What is asked: Rewrite the part of the rows that opens with the line containing "phrase -- white cloud" and closes with the last row, both ends included. Multiply every pixel coordinate in the answers by 0.45 and round it to a whole number, rounding halves up, and give only that part, with every other line, requests included, unchanged.

+--

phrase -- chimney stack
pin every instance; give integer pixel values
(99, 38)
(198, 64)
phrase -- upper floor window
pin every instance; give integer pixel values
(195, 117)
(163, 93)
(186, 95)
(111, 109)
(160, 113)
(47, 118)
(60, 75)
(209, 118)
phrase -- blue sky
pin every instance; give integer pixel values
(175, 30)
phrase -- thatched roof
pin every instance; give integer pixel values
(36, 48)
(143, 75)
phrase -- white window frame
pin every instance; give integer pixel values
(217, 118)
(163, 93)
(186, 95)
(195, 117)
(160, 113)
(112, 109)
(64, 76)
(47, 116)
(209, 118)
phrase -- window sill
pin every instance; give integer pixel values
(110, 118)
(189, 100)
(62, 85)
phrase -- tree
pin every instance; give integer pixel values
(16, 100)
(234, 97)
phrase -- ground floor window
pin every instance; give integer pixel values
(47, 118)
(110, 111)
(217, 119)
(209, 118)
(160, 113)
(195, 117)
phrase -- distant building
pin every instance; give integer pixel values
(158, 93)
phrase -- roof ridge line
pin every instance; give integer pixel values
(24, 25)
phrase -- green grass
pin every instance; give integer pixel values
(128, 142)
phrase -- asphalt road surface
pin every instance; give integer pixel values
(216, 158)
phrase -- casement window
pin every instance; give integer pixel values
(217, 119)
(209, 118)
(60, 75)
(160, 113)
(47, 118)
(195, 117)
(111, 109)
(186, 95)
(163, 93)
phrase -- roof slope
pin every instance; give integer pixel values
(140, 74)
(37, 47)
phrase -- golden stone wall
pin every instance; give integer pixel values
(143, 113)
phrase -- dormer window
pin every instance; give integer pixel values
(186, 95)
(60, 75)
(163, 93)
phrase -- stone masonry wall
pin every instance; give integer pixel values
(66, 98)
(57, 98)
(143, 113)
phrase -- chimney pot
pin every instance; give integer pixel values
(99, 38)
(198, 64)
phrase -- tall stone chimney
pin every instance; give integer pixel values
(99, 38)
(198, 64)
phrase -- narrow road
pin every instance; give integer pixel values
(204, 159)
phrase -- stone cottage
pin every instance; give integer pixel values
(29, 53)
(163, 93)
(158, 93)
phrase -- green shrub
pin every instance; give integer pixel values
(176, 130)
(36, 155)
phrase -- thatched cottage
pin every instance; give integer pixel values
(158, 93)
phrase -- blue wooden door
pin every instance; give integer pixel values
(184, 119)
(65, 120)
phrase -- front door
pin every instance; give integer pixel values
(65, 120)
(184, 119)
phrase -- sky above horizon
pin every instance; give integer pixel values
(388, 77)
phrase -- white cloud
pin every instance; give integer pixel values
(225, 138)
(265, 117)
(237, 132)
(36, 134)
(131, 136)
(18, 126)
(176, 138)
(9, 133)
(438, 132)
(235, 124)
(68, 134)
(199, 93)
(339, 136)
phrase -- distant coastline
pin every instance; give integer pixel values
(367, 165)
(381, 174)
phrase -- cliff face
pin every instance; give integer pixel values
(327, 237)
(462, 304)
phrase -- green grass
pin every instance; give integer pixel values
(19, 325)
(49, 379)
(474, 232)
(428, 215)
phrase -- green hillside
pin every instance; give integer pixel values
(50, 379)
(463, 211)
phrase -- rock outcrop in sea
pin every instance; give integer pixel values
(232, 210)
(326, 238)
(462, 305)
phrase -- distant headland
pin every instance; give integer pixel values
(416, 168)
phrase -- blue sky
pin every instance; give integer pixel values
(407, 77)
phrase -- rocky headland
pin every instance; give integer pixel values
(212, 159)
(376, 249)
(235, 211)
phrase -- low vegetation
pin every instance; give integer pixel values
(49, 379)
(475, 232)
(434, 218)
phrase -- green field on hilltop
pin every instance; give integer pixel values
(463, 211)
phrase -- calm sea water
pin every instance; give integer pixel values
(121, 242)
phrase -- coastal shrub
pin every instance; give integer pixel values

+--

Task answer:
phrase -- white cloud
pin every instance; give integer pixel values
(101, 62)
(119, 53)
(107, 59)
(16, 60)
(59, 61)
(8, 57)
(79, 62)
(4, 60)
(197, 59)
(106, 56)
(31, 60)
(90, 42)
(153, 61)
phrase -- distant coastline
pin every instance; give integer pixel values
(165, 74)
(171, 78)
phrase -- cliff face
pin every instance; give integer pixel values
(147, 107)
(208, 137)
phrase -- green grass
pin every instance; give integer pixel values
(9, 146)
(22, 171)
(213, 104)
(193, 97)
phrase -- green hillside
pin every instance; give integer pixel values
(23, 171)
(208, 95)
phrase -- rock outcrop in sea
pin every instance; give integer pixel values
(104, 95)
(147, 107)
(208, 137)
phrase -- distant headland
pin every instance; give integer pixel values
(187, 76)
phrase -- blue sky
pin every instance; give integer pixel values
(183, 35)
phrase -- rocky headland
pin every instance; give integer pixel values
(95, 72)
(169, 112)
(106, 95)
phrase -- low vegetation
pin every instance; give integer pixel values
(22, 171)
(214, 104)
(195, 98)
phrase -- green field on hilltop
pin every instance; give integer pixel values
(208, 95)
phrase -- calm sea water
pin every instance; give integer pixel values
(54, 109)
phrase -- coastal shrub
pin every instance; give integer pixel values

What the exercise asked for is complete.